Cosa fare:
a) Secondo il testo della pagina, come si chiama la moglie di chi scrive?
b) Nel testo della pagina, riscrivi il tratto che comincia con le parole "Una fabbrica di" e termina dopo "tutto il giorno?", cambiando "fabbrica" in "miniera".

Testo della pagina:
________________________________________
Quest'uomo per la moglie è spesso un vecchio amico, qualche volta uno sconosciuto, qualche altra volta -sempre più rara- una riscoperta.
Con i figli va come tira il vento (il vento della vita, quello che trascina via tutto): qualche volta è una brezza che solletica la pelle, qualche altra un ventaccio schifoso che prelude al temporale.
Per i nipoti un dio, o quasi. "Il miglior nonno del mondo" è il Cristinapensiero. "Il migliorissimo nonno del mondo" è l'Alessandropensiero; Ivan e Sofia concordano; Fabio e Alessia non sanno ancora parlare, ma ridere sanno eccome! Insomma tacciono, quindi acconsentono.
Per i conoscenti italiani una valvola di sfogo per raccontare i casi loro; per i conoscenti tedeschi un buon conversatore sul tempo e stupidaggini affini; per gli amici greci e turchi un Kumpel di bisbocce, grigliate e dissertazioni sulle donne.
E per se stesso?
Una fabbrica di idee; un partner ideale per conversazioni solitarie, in macchina a voce alta, a letto con la voce interna, quando gli altri dormono.

Che faccio tutto il giorno?
Quando non scrivo vado a sedermi ore ed ore sulla riva sinistra del Reno e guardo scorrere l'acqua. Così adesso so che alla mia destra, lontani grazie a dio, sono gli svizzerotti, e che alla mia sinistra, ancora più lontani, gli olandesi e il resto del mondo.
Il tempo non passa mai mentre scorre il fiume.

Perché sto ancora in Germania?
I figli; le abitudini, buone e cattive; la pigrizia di impacchettare tutto, smontare mobili qui e rimontarli laggiù, rispacchettando tutto e non trovando più almeno la metà.
Sì, lo confesso: alla mia frenetica attività mentale fa da specchio un' imperiale pigrizia per tutti i movimenti domestici e paradomestici.
È il mio lato oscuro, che tanto tormenta Anna Maria, mia moglie.

sabato 11 luglio 2009

Qualcuno vuol sapere

Sono diversi ormai quei lettori che mi chiedono quanto conti per me la trama e quanto invece l'approfondimento dei personaggi.
Occorre fare un distinguo: la trama -come mi pare di avere già detto- si sviluppa pian piano percorrendo la traccia che io ho già fissata in anteprima. Può variare, a seconda che incontri ostacoli o meglio sfoci in altre possibilità di narrazione. Per fare un esempio: se io ho previsto nella traccia che due innamorati vadano a fare una gita in barca su un lago, da soli, e invece mi imbatto nel narrare la storia in un gruppo di caciaroni simpatici che vanno in montagna, annullo la gita in barca e mando i due innamorati a far cagnara coi simpaticoni in una baita. Da qui poi potrà nascere una nuova situazione, comica o tragica, che forse cambierà il finale del racconto.
________________________________________
Sezione dati:
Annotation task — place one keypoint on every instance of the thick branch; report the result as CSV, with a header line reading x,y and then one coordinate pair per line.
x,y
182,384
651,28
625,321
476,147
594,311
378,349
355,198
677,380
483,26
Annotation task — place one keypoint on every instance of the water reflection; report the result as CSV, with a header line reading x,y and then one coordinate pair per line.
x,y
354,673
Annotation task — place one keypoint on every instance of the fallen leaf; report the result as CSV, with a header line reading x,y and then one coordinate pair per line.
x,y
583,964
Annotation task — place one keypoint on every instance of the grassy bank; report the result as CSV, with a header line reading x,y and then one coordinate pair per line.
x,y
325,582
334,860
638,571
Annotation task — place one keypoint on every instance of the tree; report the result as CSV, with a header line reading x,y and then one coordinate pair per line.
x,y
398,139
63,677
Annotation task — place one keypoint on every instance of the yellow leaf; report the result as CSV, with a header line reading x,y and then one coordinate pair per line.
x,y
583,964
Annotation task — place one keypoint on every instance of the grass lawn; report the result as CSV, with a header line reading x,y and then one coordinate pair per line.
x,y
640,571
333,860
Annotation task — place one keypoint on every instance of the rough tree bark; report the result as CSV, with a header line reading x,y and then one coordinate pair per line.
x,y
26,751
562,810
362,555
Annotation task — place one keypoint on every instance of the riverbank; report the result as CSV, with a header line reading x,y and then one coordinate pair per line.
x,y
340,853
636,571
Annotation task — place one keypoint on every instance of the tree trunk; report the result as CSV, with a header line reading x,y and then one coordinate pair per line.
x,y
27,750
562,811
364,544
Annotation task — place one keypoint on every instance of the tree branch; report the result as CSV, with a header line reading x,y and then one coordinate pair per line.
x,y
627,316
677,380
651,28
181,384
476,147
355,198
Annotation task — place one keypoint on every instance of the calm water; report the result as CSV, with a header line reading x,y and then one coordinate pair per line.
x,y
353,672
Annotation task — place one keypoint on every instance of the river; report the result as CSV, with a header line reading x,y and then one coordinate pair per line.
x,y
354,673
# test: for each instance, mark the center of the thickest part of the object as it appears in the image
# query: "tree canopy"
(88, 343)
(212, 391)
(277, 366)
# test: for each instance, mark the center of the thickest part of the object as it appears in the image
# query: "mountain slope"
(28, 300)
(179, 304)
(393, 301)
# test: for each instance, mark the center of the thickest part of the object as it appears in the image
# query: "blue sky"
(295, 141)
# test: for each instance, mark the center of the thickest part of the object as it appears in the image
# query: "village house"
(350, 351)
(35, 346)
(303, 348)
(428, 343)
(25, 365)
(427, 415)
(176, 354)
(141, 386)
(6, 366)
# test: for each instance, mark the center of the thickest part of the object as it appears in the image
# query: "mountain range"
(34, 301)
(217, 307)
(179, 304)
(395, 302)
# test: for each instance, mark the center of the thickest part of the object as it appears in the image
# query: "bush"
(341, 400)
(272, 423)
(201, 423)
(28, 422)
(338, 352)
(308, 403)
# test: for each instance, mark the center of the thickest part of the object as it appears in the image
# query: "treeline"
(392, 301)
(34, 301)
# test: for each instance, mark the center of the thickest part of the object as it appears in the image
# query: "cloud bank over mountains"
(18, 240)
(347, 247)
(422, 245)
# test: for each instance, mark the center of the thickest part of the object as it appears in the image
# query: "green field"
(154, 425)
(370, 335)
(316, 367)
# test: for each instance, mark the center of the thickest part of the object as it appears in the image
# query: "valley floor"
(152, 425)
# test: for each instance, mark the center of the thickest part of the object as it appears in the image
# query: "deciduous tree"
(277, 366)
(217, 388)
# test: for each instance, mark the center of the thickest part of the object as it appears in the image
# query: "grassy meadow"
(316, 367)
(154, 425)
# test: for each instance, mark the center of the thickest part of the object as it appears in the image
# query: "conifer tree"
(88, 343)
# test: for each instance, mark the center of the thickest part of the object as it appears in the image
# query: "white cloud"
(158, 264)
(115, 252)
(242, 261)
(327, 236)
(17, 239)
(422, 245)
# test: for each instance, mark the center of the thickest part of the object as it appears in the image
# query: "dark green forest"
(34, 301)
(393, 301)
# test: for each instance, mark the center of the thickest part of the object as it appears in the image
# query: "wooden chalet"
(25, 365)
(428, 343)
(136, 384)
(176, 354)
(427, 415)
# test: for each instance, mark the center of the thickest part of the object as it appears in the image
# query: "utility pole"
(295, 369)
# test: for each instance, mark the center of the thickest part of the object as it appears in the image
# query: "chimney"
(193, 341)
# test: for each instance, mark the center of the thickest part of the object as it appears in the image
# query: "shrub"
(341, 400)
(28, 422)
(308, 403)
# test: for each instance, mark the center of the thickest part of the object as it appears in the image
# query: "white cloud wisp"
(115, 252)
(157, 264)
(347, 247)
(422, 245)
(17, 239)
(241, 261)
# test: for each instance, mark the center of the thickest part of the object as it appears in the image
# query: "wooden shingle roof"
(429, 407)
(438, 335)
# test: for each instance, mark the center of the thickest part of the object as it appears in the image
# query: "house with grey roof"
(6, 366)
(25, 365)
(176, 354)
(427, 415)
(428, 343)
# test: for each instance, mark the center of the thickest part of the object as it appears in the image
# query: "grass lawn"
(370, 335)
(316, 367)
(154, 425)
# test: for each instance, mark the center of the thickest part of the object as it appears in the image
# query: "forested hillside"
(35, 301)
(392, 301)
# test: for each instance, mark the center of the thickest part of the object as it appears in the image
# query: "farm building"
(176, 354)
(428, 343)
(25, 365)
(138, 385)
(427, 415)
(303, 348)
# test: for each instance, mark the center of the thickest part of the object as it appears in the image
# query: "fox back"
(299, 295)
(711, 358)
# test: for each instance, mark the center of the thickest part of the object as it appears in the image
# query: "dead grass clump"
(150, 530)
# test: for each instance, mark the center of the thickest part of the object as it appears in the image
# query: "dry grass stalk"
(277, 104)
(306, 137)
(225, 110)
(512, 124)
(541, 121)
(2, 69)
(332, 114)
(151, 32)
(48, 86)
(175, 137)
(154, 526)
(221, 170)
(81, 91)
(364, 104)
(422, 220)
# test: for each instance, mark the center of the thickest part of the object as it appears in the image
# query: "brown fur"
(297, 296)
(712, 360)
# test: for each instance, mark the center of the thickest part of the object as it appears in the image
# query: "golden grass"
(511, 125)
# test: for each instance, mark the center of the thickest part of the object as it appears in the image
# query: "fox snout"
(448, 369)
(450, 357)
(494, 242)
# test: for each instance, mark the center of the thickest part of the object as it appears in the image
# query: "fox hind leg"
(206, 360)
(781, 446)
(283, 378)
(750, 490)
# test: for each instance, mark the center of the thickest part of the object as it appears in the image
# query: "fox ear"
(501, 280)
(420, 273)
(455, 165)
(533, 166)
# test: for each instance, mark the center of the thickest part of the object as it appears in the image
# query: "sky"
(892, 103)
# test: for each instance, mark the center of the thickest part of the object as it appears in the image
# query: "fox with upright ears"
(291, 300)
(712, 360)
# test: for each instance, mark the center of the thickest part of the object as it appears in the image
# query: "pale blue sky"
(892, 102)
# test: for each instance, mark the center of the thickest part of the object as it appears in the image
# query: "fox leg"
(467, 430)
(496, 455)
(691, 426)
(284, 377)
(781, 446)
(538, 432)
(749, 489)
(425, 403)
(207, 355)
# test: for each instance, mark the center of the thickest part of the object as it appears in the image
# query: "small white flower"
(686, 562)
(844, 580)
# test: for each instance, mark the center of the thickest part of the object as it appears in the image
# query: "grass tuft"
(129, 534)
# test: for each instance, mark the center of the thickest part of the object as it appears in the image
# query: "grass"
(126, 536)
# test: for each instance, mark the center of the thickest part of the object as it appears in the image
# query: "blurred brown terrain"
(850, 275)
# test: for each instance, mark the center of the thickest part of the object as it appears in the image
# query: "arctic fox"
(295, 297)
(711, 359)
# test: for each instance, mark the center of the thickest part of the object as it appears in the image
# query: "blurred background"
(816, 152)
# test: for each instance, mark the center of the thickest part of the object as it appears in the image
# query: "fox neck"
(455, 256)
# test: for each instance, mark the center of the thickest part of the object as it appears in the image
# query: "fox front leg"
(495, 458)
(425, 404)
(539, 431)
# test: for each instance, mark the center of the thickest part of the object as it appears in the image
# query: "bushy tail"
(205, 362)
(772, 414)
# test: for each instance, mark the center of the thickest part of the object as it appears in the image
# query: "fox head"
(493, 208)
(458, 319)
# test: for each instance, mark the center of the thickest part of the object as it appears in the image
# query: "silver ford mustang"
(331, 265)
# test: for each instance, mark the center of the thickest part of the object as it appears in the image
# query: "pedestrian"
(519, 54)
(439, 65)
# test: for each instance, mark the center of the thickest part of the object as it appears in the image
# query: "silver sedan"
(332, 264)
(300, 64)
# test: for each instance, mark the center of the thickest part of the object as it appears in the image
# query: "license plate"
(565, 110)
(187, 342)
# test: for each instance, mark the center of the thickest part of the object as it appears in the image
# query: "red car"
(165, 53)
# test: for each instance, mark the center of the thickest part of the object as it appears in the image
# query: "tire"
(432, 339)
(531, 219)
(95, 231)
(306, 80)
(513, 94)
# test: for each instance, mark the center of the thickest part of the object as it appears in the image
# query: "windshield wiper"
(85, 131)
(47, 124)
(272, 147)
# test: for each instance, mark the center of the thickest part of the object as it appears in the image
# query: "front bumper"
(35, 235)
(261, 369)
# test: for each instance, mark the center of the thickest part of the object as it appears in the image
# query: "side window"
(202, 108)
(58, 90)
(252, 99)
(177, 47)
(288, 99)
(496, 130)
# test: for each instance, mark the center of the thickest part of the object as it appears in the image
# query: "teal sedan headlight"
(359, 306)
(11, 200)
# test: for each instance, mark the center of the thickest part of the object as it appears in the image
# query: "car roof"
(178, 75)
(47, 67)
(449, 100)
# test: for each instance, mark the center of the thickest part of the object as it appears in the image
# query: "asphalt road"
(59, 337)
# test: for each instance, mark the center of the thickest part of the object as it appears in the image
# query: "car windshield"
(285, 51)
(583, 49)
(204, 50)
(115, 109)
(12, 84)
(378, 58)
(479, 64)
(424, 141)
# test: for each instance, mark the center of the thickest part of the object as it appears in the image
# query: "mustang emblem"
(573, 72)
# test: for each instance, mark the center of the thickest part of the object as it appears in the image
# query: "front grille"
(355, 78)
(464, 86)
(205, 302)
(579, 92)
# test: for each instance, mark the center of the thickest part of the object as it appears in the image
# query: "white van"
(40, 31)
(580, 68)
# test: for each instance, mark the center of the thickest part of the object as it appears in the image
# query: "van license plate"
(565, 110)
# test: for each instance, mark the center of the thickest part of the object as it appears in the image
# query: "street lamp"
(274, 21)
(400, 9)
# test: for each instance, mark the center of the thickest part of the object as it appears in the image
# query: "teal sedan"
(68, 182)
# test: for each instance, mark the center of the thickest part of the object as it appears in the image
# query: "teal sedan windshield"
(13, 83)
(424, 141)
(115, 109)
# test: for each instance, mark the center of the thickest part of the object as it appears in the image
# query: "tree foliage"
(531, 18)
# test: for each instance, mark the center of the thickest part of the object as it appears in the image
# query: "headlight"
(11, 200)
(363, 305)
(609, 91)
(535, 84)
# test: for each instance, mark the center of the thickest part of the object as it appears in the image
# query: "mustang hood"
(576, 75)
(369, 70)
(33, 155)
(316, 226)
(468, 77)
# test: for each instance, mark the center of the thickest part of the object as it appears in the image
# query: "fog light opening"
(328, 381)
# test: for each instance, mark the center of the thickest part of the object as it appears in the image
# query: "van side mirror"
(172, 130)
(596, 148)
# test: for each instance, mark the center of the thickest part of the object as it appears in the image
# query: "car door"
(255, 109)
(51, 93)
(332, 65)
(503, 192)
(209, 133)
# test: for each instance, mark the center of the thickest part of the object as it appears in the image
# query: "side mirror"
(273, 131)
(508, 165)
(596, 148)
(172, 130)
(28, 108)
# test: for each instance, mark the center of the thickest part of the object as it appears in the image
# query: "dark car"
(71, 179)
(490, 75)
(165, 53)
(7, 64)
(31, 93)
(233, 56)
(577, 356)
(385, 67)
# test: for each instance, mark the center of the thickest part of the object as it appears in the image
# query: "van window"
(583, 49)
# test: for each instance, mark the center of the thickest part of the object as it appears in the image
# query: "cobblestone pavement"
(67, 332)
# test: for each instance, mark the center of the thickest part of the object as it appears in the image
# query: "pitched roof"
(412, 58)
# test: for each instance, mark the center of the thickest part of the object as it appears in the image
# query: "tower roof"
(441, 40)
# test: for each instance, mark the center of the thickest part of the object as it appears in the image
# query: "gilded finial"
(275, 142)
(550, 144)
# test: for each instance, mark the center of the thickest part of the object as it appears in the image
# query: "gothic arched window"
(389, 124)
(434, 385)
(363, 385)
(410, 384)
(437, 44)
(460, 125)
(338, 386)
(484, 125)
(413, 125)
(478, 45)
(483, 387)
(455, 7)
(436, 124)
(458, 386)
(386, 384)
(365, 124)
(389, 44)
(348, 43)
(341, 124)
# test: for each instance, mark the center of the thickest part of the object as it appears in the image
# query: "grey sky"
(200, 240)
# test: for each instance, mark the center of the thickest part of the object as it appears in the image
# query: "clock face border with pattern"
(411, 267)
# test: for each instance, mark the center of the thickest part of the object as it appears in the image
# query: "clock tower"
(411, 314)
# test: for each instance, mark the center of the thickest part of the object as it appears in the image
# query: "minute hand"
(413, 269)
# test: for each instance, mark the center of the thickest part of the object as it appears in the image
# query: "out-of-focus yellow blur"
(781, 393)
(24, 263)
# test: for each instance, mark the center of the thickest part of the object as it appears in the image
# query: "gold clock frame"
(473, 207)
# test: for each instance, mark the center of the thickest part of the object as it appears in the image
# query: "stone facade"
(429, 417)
________________________________________
Le risposte:
a) Anna Maria.

b)
Una miniera di idee; un partner ideale per conversazioni solitarie, in macchina a voce alta, a letto con la voce interna, quando gli altri dormono.

Che faccio tutto il giorno?